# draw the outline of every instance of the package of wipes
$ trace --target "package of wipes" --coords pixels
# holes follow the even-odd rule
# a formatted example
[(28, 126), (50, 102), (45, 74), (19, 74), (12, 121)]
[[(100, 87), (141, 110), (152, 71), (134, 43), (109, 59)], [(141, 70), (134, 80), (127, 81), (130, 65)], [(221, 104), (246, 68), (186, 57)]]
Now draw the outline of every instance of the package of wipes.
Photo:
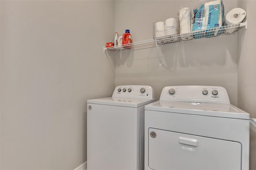
[[(198, 7), (200, 6), (200, 7)], [(201, 0), (194, 9), (191, 31), (195, 39), (220, 35), (224, 17), (224, 6), (222, 0)]]

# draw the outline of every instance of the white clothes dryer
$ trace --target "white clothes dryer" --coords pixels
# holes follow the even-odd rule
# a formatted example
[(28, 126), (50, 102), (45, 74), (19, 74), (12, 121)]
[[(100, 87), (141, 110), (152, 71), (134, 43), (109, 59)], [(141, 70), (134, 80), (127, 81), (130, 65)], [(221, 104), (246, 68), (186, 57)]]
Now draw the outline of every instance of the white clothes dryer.
[(145, 107), (145, 170), (248, 170), (250, 119), (226, 89), (166, 87)]
[(112, 97), (87, 101), (87, 169), (142, 170), (144, 106), (152, 87), (117, 87)]

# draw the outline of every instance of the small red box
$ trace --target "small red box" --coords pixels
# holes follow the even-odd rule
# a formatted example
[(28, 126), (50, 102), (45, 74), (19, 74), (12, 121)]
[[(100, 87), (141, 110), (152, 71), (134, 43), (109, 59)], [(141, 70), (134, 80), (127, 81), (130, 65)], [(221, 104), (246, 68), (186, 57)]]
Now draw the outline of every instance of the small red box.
============
### What the exercise asks
Pick out every line in the entries above that contains the string "package", and copy each one in full. Matching is case-sensitive.

### Full response
# draw the outline of every instance of the package of wipes
$ trace --target "package of wipes" --coords pixels
Now draw the outline of every instance of the package of wipes.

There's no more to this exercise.